EXERCISE PROMPT: The listing, minus its pictures, is to be given again exactly.

:::

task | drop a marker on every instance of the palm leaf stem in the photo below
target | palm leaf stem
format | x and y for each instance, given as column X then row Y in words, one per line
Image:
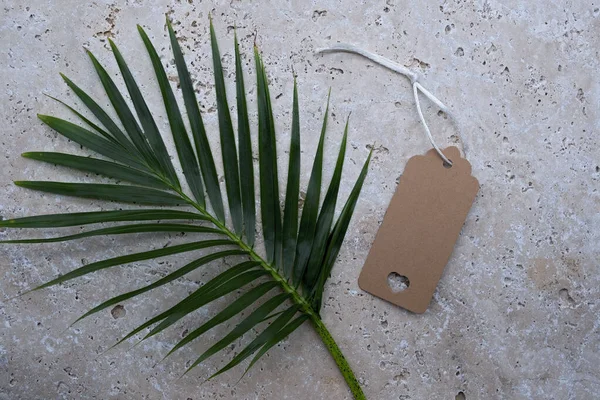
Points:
column 296, row 297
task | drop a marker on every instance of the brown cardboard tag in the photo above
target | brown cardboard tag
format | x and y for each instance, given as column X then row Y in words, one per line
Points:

:::

SOLUTION TO THIS PROBLEM:
task | drop a marker on every instance of the palm leaf stem in the photo below
target | palm leaf stem
format | x and y for each instance, given as column X then row Y in words, one per line
Image:
Points:
column 296, row 297
task | drop a marker on every instance of the brown cardboard tag in the photo above
target | brown cardboard tag
format | x and y for each instance, given as column X then row Y in words, one per line
Points:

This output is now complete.